Give back every record verbatim, but not the pictures.

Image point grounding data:
★ ★ ★ ★ ★

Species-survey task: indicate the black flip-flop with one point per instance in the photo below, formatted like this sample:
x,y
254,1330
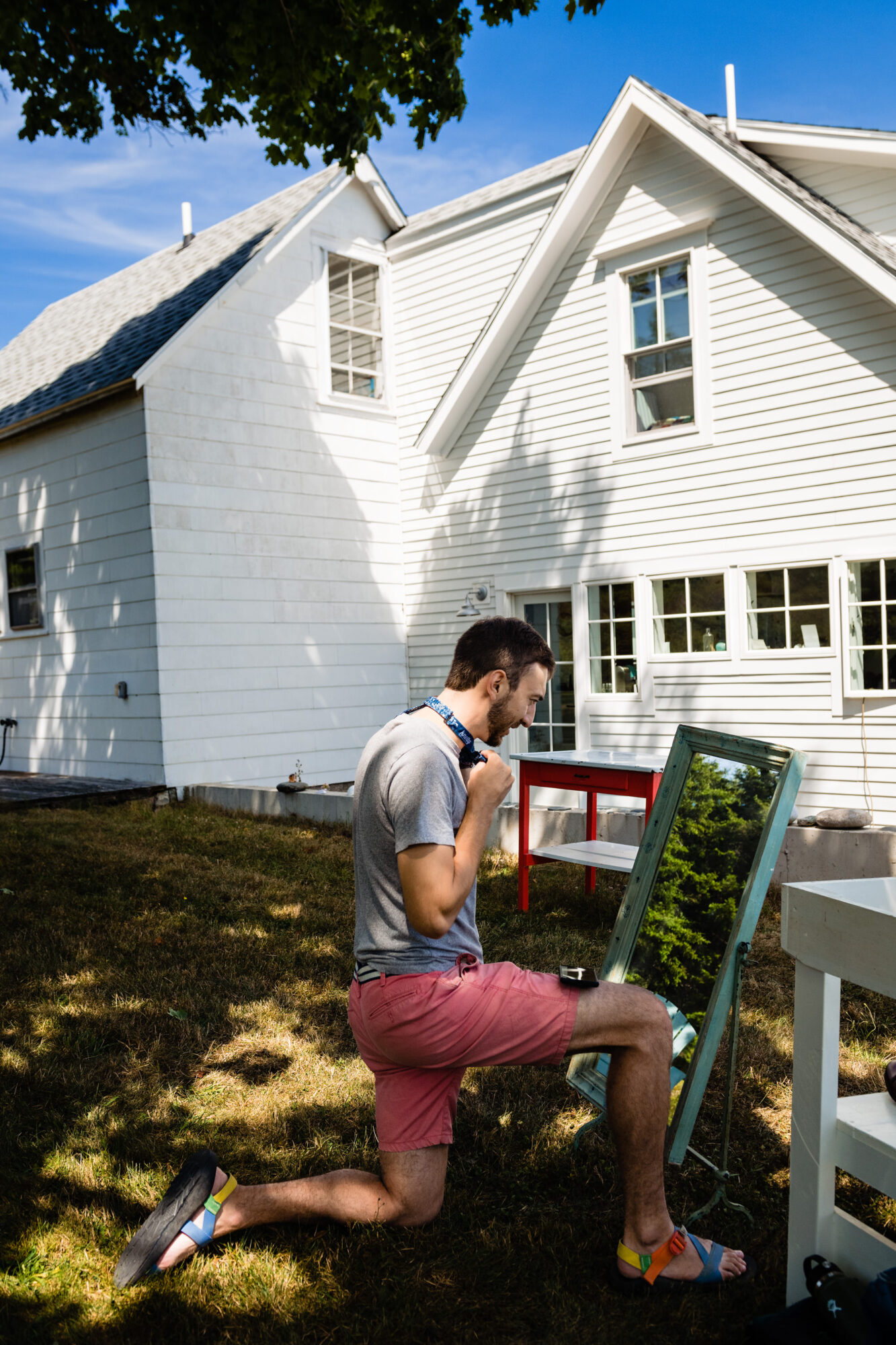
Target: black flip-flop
x,y
188,1192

★ ★ ★ ★ ★

WRITTEN REPLY:
Species-survey task: indicate the black flip-flop with one point per instance in the photo below, formatted like this sample:
x,y
254,1330
Target: black flip-flop
x,y
188,1192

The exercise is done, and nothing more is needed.